[Items from a data source]
● ● ● ● ● ● ●

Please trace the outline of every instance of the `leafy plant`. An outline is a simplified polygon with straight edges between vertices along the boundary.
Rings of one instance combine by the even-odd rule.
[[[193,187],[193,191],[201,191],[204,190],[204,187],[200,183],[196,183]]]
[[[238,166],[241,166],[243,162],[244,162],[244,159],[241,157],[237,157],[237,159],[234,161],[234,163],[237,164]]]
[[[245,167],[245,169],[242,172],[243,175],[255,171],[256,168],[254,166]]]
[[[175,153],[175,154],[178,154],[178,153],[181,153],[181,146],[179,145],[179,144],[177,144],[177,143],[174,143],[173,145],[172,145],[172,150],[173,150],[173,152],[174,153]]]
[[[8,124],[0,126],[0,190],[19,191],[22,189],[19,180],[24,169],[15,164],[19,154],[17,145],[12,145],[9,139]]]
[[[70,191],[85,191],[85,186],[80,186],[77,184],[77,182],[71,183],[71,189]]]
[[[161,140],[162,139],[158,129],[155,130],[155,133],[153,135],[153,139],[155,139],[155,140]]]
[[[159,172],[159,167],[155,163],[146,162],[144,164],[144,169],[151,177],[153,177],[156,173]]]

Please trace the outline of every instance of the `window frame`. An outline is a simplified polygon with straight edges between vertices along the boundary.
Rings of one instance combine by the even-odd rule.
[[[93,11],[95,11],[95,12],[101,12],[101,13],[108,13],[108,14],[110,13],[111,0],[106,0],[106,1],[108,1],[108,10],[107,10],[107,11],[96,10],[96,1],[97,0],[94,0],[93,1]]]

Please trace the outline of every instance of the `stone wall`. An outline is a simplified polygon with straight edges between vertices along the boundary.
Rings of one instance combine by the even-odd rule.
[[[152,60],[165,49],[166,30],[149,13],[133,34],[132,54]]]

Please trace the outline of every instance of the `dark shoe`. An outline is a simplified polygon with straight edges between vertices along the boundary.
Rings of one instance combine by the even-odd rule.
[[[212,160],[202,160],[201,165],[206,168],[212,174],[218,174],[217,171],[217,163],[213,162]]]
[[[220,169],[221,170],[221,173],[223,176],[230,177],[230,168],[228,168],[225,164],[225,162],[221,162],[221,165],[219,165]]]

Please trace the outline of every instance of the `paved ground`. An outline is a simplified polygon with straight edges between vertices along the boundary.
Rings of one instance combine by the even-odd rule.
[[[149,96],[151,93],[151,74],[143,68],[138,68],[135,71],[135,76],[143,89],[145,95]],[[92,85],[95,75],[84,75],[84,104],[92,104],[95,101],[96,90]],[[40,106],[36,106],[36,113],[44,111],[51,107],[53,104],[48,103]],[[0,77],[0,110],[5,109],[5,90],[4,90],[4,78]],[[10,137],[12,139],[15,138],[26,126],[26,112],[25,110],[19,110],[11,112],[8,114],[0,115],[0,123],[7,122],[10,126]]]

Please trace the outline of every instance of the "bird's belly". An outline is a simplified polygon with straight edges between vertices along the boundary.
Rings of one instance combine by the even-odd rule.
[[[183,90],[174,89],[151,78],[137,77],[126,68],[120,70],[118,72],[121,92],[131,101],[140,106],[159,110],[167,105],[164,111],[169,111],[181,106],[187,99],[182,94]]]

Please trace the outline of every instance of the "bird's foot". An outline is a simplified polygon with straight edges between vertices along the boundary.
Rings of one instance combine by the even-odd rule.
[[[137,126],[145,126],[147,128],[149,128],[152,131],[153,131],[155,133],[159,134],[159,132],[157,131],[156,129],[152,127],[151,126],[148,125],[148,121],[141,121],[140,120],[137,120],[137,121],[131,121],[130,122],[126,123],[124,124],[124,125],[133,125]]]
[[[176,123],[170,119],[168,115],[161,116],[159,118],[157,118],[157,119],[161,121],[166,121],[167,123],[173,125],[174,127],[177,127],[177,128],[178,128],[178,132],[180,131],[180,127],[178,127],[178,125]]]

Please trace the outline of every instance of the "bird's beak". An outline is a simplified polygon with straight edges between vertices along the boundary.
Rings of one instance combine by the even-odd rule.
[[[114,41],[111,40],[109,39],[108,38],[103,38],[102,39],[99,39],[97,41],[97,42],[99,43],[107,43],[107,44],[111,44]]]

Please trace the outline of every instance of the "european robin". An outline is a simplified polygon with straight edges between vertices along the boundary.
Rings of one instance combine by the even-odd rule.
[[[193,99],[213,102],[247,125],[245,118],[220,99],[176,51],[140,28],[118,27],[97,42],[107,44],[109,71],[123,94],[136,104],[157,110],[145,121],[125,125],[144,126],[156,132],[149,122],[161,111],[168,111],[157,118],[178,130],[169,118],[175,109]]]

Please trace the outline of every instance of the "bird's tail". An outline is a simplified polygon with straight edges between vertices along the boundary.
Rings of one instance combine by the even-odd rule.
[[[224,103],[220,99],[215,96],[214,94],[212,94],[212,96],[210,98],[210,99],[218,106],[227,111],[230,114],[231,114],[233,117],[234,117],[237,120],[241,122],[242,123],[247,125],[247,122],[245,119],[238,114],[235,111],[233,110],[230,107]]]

● ● ● ● ● ● ●

Your instructions:
Repeat all of the records above exactly as they appear.

Solution for this exercise:
Please trace the outline of every instance of the `leafy plant`. An outline is a simplified polygon with straight edges between vertices along the boundary.
Rings of one instance combine by the even-odd rule.
[[[193,187],[193,191],[201,191],[204,190],[204,187],[200,183],[196,183]]]
[[[238,166],[241,166],[243,162],[244,162],[244,159],[241,157],[237,157],[237,159],[234,161],[234,163],[237,164]]]
[[[245,167],[245,169],[242,172],[243,175],[255,171],[256,168],[254,166]]]
[[[175,153],[175,154],[178,154],[178,153],[181,153],[181,146],[179,145],[179,144],[177,144],[177,143],[174,143],[173,145],[172,145],[172,150],[173,150],[173,152],[174,153]]]
[[[8,124],[0,126],[0,190],[19,191],[22,189],[19,180],[24,169],[15,164],[19,154],[17,145],[12,145],[9,139]]]
[[[70,191],[85,191],[85,186],[80,186],[77,184],[77,182],[71,183],[71,189]]]
[[[161,140],[162,139],[158,129],[155,130],[155,133],[153,135],[153,139],[155,139],[155,140]]]
[[[159,172],[159,167],[155,163],[146,162],[144,164],[144,169],[151,177],[153,177],[156,173]]]

Please trace the outline of every instance of the `window frame`. An outline is a simplified polygon with straight edges between vertices along the boundary.
Rings of one instance combine by the even-odd rule.
[[[93,11],[95,11],[95,12],[101,12],[101,13],[108,13],[108,14],[110,13],[111,0],[106,0],[106,1],[108,1],[108,10],[107,10],[107,11],[96,10],[96,1],[97,0],[94,0],[93,1]]]

Please trace the outline of every instance of the `stone wall`. An outline is a simplified polygon with straight edges between vertices along the boundary.
Rings of one instance combine by the even-odd rule.
[[[152,60],[165,49],[166,30],[149,13],[133,34],[132,54]]]

Please trace the outline of every instance of the `dark shoe`. An outline is a simplified polygon with straight edges between vertices along the boundary.
Rings of one instance combine by the even-odd rule.
[[[212,160],[202,160],[201,165],[206,168],[212,174],[218,174],[217,171],[217,163],[213,162]]]
[[[220,169],[221,170],[221,173],[223,176],[230,177],[230,168],[228,168],[225,164],[225,162],[221,162],[221,165],[219,165]]]

Please trace the outline of every instance of the `paved ground`. An outline is a simplified polygon with straight edges between vertices along the boundary.
Rings of one instance combine by the even-odd rule.
[[[149,96],[151,93],[151,74],[143,68],[138,68],[135,71],[135,76],[143,89],[145,95]],[[92,85],[95,75],[84,75],[84,104],[92,104],[95,101],[96,90]],[[40,106],[36,106],[36,113],[44,111],[51,107],[53,104],[48,103]],[[0,77],[0,110],[5,109],[5,90],[4,90],[4,78]],[[10,137],[12,139],[15,138],[26,126],[26,112],[25,110],[19,110],[11,112],[8,114],[0,115],[0,123],[7,122],[10,126]]]

Please trace the outline of every instance of the "bird's belly". An outline is a simplified polygon with straight edges between vertices along the boundary.
Rings of one instance combine by the even-odd rule.
[[[183,90],[174,89],[151,78],[137,77],[126,68],[120,70],[118,72],[121,92],[131,101],[140,106],[159,110],[167,105],[164,111],[169,111],[181,106],[187,99],[182,94]]]

Please trace the outline of every instance of the "bird's foot". An outline is a simplified polygon with straight edges between vertices along the boundary.
Rings of one instance combine by the even-odd rule.
[[[137,126],[145,126],[147,128],[149,128],[152,131],[153,131],[155,133],[159,134],[159,132],[157,131],[156,129],[152,127],[151,126],[148,125],[148,121],[141,121],[140,120],[137,120],[137,121],[131,121],[130,122],[126,123],[124,124],[124,125],[133,125]]]
[[[176,123],[170,119],[168,115],[161,116],[159,118],[157,118],[157,119],[161,121],[166,121],[167,123],[173,125],[174,127],[177,127],[177,128],[178,128],[178,132],[180,131],[180,127],[178,127],[178,125]]]

Please trace the outline of every instance of the "bird's beak". An outline is a simplified polygon with straight edges between vertices along the boundary.
Rings of one instance combine by the even-odd rule.
[[[114,41],[111,40],[109,39],[108,38],[103,38],[102,39],[99,39],[97,41],[97,42],[99,43],[107,43],[107,44],[111,44]]]

Please trace the outline of every instance of the "european robin". An outline is a simplified polygon with straight edges between vertices along the boundary.
Rings of one instance combine by the even-odd rule.
[[[193,99],[213,102],[247,125],[245,118],[220,99],[176,51],[140,28],[118,27],[97,42],[107,44],[109,71],[123,94],[136,104],[157,110],[145,121],[125,125],[144,126],[156,132],[149,122],[161,111],[168,111],[157,118],[178,130],[169,118],[175,109]]]

Please trace the outline of every instance of the "bird's tail". An outline is a simplified polygon with straight edges between vertices along the boundary.
Rings of one instance combine by the even-odd rule.
[[[224,103],[220,99],[215,96],[214,94],[212,94],[212,96],[210,98],[210,99],[218,106],[227,111],[230,114],[231,114],[233,117],[234,117],[237,120],[241,122],[242,123],[247,125],[247,122],[245,119],[238,114],[235,111],[233,110],[230,107]]]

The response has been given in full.